**What is needed**
Count the lines in the entries below that contain the word "luggage" and give only that number.

* * * * *

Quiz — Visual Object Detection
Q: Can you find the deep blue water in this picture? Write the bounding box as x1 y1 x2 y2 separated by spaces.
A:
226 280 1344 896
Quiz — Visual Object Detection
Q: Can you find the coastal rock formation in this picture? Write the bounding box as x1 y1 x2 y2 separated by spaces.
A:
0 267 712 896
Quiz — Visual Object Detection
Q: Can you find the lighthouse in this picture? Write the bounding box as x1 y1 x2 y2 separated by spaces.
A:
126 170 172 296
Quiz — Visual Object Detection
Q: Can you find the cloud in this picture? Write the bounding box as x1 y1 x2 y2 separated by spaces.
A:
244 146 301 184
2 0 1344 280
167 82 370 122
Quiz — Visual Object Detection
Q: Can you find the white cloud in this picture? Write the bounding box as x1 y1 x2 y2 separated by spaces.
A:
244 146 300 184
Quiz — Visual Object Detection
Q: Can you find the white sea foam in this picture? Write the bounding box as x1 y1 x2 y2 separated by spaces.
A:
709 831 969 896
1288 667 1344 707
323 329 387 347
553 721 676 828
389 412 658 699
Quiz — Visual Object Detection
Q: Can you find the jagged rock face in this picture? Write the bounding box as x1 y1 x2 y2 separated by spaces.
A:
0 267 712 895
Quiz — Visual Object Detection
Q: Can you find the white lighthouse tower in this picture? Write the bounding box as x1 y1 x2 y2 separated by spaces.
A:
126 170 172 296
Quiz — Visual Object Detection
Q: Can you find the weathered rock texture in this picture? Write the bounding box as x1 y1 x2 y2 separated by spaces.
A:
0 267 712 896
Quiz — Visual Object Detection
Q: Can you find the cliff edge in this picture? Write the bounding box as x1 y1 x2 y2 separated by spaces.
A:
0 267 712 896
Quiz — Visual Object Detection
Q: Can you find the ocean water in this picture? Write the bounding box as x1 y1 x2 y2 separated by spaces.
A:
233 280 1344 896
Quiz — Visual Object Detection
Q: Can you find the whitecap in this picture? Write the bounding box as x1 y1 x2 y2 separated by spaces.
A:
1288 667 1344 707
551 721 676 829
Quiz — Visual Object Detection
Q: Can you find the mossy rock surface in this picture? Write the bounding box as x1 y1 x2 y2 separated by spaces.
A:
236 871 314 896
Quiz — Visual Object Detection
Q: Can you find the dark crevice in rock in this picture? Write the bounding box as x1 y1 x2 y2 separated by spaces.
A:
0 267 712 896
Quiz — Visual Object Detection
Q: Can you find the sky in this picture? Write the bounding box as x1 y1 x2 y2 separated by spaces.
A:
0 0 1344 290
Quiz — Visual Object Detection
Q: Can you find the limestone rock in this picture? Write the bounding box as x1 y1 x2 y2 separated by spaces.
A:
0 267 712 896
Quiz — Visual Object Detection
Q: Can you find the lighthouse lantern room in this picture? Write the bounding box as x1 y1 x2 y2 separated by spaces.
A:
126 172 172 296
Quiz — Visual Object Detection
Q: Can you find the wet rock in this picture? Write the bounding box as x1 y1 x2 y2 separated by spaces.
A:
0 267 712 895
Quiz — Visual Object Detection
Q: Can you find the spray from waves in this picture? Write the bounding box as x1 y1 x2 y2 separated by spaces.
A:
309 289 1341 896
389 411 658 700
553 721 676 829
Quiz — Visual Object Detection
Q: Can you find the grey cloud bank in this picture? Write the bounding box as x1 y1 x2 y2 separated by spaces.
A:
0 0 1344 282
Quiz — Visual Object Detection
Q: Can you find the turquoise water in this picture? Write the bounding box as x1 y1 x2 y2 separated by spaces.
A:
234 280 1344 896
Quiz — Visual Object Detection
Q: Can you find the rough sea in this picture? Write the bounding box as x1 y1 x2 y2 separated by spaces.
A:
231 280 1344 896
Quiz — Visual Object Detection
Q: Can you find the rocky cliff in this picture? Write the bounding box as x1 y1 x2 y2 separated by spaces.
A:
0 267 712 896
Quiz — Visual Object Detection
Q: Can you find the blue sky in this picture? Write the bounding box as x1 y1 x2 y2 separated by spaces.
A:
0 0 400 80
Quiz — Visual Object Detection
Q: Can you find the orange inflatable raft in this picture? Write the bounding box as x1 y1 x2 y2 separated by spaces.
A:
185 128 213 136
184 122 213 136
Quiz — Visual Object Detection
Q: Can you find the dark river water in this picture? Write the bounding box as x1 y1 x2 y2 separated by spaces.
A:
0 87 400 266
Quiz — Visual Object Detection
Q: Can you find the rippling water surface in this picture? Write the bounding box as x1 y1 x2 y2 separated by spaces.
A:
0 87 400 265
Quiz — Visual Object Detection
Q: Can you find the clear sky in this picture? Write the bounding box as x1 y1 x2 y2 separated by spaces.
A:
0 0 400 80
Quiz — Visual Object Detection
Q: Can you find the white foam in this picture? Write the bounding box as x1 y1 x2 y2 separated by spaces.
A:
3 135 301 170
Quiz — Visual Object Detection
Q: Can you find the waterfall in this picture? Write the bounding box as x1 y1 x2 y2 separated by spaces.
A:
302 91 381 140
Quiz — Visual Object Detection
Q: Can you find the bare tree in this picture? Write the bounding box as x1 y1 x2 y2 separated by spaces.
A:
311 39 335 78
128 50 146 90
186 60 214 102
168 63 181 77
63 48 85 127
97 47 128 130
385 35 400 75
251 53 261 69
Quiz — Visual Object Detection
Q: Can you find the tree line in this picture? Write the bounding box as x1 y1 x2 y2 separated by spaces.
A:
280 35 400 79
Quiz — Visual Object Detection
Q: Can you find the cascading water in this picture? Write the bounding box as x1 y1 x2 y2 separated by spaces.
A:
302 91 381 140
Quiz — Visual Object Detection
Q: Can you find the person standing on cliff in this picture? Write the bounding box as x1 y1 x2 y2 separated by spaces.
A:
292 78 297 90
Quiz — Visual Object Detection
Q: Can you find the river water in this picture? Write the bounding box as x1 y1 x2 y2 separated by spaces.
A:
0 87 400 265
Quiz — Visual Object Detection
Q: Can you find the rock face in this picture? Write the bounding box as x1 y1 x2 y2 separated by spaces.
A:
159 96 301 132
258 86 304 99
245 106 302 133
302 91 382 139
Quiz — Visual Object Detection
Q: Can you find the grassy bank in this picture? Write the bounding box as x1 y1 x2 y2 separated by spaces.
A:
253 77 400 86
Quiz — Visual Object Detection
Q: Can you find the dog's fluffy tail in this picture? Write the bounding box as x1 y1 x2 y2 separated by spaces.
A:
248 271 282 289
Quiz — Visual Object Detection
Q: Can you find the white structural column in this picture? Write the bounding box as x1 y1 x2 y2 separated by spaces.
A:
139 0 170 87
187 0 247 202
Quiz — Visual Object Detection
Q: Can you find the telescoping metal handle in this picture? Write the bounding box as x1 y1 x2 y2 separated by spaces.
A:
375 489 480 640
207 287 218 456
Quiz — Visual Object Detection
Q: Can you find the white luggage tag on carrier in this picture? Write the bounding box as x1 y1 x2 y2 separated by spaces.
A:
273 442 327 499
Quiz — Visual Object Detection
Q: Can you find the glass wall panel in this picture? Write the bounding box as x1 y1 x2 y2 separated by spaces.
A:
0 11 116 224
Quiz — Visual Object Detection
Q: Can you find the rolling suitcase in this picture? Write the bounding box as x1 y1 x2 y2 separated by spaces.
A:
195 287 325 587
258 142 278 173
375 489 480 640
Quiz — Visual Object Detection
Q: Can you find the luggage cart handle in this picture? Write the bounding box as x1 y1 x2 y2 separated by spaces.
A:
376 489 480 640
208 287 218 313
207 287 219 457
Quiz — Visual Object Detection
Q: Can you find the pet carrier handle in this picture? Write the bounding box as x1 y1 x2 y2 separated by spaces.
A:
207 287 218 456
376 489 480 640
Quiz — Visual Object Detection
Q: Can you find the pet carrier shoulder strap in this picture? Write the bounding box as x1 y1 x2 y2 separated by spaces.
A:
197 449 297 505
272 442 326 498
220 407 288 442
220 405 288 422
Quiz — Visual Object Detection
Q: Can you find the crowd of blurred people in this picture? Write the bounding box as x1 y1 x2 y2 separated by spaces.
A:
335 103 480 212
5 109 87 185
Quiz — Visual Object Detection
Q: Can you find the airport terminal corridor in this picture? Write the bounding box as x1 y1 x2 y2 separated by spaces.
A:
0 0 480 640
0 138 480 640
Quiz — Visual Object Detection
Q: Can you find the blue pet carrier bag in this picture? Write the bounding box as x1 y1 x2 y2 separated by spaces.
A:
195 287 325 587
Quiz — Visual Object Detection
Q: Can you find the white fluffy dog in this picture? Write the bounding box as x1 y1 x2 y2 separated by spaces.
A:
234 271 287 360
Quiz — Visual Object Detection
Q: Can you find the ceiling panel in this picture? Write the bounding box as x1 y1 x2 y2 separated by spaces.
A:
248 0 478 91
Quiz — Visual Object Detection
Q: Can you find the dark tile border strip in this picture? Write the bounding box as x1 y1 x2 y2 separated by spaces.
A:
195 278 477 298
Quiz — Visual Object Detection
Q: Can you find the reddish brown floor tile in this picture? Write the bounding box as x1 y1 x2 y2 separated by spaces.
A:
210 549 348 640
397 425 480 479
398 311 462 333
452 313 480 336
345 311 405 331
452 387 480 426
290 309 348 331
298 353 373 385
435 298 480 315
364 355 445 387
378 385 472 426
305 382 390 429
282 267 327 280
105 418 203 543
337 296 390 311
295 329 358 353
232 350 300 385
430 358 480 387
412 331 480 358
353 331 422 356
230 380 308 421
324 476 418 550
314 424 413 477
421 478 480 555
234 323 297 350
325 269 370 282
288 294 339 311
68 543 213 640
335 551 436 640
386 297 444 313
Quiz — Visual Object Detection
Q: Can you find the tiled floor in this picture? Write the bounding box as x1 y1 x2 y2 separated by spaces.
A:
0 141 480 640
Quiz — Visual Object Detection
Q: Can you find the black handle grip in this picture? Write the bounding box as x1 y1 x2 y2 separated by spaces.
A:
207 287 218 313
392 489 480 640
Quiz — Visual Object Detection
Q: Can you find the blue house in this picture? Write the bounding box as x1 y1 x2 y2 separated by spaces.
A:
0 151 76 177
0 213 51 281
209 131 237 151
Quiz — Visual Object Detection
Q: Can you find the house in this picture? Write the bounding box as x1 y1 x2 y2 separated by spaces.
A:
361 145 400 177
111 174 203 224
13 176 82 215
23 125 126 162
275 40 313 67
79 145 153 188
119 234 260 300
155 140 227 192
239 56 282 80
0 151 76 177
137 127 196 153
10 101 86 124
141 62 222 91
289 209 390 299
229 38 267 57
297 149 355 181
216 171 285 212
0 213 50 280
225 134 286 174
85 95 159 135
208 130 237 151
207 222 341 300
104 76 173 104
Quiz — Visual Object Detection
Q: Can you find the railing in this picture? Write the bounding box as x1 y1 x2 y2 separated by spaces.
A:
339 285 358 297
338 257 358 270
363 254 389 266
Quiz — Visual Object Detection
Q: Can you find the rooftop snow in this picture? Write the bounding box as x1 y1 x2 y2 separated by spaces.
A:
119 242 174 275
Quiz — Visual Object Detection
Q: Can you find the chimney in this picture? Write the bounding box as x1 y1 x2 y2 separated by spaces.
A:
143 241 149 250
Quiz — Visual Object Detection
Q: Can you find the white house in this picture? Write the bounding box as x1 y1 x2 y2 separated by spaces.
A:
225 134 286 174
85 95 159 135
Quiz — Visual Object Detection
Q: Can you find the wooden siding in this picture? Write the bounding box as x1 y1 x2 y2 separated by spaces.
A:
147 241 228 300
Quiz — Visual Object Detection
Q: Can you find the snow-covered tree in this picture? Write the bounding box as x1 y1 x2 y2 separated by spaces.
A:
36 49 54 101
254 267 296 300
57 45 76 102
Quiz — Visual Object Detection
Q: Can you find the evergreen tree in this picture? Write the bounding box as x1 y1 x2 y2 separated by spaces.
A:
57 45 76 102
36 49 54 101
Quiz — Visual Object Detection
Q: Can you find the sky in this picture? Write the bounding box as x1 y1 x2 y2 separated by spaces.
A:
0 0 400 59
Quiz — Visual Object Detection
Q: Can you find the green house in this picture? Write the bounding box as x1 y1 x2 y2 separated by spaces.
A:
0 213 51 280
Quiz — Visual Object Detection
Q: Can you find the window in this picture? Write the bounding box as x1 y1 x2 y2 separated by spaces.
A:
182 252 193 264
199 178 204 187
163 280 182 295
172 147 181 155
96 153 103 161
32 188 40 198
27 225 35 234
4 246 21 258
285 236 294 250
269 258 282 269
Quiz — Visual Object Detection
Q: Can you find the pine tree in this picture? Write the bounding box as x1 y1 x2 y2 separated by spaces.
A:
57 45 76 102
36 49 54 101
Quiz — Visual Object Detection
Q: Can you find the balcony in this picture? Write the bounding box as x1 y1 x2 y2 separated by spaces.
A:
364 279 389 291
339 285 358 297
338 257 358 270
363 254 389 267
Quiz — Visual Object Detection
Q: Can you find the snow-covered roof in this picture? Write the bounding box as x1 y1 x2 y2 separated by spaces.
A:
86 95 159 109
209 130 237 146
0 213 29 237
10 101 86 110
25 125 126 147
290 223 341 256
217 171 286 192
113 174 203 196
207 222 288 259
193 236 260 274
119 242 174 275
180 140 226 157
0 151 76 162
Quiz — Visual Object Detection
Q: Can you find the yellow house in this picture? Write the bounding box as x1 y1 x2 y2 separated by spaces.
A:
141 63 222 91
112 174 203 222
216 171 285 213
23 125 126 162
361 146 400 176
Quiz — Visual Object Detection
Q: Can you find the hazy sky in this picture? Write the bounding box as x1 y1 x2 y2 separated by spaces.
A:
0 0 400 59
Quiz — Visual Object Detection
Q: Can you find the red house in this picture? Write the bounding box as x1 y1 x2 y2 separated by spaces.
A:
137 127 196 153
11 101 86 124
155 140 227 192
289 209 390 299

* * * * *

**The response**
2